▶ Records from a dataset
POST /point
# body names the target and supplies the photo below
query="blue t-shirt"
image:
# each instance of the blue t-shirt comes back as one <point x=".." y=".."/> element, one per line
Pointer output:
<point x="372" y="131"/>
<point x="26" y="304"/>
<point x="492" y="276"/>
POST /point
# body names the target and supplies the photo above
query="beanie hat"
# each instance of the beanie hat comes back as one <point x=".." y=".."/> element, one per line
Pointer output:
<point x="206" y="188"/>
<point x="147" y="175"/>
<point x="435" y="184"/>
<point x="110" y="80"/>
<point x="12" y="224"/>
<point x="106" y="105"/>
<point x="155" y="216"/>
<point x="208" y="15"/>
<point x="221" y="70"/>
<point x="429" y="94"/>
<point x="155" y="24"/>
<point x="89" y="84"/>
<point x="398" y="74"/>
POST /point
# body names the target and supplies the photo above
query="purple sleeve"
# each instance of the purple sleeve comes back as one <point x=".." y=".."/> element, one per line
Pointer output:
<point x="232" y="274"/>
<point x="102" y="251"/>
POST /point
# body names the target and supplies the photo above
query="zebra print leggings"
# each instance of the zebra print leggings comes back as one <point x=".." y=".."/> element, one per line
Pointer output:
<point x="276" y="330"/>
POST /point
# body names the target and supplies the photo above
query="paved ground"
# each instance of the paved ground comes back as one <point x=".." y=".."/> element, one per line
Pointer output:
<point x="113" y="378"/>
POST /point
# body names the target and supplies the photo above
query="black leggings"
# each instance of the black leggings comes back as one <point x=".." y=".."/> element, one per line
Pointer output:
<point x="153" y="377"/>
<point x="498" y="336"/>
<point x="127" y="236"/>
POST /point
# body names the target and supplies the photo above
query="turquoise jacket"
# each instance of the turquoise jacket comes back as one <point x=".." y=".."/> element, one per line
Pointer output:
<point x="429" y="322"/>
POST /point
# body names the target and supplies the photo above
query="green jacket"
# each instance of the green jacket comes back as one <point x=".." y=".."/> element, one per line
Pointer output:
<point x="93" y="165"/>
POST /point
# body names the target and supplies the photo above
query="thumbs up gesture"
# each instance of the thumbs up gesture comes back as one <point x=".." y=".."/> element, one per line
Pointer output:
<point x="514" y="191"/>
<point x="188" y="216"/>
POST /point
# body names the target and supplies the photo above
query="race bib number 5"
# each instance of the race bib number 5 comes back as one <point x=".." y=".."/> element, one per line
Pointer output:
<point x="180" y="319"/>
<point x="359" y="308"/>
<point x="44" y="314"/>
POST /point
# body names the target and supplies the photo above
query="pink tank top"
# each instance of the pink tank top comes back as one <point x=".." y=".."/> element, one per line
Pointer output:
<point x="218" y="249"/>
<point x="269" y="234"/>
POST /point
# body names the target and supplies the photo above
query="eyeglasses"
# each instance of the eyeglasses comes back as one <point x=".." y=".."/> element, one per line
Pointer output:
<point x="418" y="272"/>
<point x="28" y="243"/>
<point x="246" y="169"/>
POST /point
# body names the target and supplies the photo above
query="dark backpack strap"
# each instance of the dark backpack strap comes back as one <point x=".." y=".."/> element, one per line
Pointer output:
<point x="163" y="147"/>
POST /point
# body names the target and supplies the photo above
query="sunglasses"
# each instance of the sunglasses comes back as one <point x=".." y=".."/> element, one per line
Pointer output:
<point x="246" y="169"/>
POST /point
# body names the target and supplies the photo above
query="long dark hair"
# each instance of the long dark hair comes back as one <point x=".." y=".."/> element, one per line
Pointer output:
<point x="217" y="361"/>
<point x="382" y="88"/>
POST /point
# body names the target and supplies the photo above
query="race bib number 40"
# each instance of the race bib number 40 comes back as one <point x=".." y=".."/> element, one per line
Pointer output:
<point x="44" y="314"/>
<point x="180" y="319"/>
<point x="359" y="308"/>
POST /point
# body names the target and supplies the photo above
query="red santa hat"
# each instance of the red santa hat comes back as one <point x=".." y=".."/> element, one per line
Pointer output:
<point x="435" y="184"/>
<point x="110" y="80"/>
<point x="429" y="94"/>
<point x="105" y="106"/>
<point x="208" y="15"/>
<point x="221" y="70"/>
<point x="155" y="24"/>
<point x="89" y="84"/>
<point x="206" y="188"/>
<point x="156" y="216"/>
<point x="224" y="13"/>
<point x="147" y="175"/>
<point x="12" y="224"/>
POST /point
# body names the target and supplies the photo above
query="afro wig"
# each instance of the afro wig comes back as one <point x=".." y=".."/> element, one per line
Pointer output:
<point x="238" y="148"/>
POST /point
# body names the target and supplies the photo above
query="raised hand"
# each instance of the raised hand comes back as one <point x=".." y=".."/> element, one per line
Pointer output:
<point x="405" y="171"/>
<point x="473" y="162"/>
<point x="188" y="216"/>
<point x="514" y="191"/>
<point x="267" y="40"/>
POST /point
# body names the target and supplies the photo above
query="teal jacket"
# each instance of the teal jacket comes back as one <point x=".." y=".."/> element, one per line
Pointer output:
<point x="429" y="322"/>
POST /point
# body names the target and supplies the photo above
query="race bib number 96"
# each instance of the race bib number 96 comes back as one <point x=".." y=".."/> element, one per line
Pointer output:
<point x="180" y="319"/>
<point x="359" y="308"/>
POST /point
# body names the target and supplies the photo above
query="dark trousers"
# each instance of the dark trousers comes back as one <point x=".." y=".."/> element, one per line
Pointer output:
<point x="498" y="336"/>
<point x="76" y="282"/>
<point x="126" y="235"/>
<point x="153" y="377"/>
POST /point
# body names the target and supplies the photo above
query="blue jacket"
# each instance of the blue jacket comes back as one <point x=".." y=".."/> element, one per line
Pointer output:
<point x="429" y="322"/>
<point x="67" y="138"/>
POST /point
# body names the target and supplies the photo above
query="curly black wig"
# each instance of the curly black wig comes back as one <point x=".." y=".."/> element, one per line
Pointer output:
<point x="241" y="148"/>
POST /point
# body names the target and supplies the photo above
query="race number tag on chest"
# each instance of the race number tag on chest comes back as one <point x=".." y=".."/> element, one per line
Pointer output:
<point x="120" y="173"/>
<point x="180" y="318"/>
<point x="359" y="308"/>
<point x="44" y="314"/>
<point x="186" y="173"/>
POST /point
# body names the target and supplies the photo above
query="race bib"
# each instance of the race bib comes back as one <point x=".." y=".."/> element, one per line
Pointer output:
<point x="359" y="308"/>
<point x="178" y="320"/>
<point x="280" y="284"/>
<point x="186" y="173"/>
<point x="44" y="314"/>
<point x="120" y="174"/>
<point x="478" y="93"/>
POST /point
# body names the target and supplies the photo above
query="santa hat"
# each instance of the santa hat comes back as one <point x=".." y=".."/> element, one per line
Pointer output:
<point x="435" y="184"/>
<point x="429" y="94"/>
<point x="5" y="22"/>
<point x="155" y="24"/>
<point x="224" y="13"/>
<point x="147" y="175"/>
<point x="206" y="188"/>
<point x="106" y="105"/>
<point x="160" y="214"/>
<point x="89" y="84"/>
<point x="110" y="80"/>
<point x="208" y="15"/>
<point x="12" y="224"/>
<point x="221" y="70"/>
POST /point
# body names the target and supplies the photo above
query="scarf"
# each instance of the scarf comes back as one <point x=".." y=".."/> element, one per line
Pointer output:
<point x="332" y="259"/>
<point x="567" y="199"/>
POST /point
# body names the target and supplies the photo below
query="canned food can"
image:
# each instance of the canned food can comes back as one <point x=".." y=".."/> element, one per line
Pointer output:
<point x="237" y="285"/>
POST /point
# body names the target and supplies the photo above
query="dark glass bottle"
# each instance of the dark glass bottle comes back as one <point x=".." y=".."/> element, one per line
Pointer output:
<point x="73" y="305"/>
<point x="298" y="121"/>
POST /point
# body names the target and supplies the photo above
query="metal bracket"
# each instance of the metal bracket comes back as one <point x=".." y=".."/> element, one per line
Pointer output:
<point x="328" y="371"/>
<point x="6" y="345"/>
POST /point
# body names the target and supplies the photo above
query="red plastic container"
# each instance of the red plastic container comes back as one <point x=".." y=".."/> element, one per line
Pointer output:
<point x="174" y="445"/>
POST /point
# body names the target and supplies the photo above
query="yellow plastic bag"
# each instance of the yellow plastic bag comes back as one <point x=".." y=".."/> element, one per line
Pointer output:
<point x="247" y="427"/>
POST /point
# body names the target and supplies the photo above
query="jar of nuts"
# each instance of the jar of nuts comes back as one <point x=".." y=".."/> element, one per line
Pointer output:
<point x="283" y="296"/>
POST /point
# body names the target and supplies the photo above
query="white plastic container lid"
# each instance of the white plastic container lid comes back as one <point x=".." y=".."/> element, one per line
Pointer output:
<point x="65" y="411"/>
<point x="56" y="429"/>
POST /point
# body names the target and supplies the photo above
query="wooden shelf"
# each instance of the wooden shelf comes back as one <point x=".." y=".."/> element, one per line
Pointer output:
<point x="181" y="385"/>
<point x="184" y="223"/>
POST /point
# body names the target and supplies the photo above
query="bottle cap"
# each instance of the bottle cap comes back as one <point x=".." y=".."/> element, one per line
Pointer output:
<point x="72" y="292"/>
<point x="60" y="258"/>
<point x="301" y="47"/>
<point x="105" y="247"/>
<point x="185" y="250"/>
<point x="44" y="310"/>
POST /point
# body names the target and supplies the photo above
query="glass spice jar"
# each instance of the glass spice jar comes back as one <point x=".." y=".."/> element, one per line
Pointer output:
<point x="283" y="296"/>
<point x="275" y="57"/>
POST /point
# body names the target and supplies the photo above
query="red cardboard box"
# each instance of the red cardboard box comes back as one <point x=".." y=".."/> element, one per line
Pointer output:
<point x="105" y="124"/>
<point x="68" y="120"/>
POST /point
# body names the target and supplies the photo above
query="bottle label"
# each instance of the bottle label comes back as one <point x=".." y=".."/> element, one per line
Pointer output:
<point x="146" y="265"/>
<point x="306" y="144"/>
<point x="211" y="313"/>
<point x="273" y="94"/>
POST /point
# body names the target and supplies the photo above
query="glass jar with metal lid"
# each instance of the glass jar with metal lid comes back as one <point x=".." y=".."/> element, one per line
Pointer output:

▶ TASK TO CARRY OUT
Where the word "turquoise" appears in a line of the entries, copy that line.

▶ REPLY TO THE EXERCISE
query="turquoise jacket"
# each instance of the turquoise jacket comes back as one <point x=".." y=".."/> element, one per line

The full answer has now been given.